(SUPPLIED INFORMATION begins)
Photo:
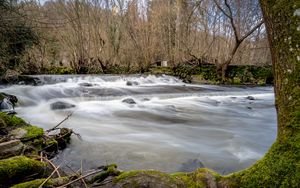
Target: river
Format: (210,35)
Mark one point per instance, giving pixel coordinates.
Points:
(169,125)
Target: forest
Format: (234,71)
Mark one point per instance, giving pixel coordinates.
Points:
(118,36)
(149,93)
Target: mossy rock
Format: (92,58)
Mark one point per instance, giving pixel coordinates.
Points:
(11,120)
(110,170)
(150,178)
(17,169)
(50,183)
(33,132)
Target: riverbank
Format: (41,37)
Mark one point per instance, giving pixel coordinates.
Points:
(201,74)
(136,120)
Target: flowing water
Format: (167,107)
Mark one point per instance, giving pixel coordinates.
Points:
(SUPPLIED INFORMATION ends)
THE PROBLEM: Pictures are not part of the copy. Please reproduce the material word for word.

ANSWER SECTION:
Photo:
Target: river
Format: (210,35)
Mark one point per instance, giving pixel coordinates.
Points:
(169,125)
Target: forest
Format: (234,71)
Mark one point per instance, giving pixel coordinates.
Points:
(118,36)
(149,93)
Target: mossy rock
Format: (92,58)
Mark one point per instance, giving pixel coordinates.
Points:
(11,120)
(110,170)
(150,178)
(17,169)
(50,183)
(33,132)
Target: riverbank
Format: (41,37)
Mark one point per instance, giving pixel coordinates.
Points:
(201,74)
(136,120)
Target: flowing water
Format: (167,107)
Mark one point per instance, giving pixel coordinates.
Points:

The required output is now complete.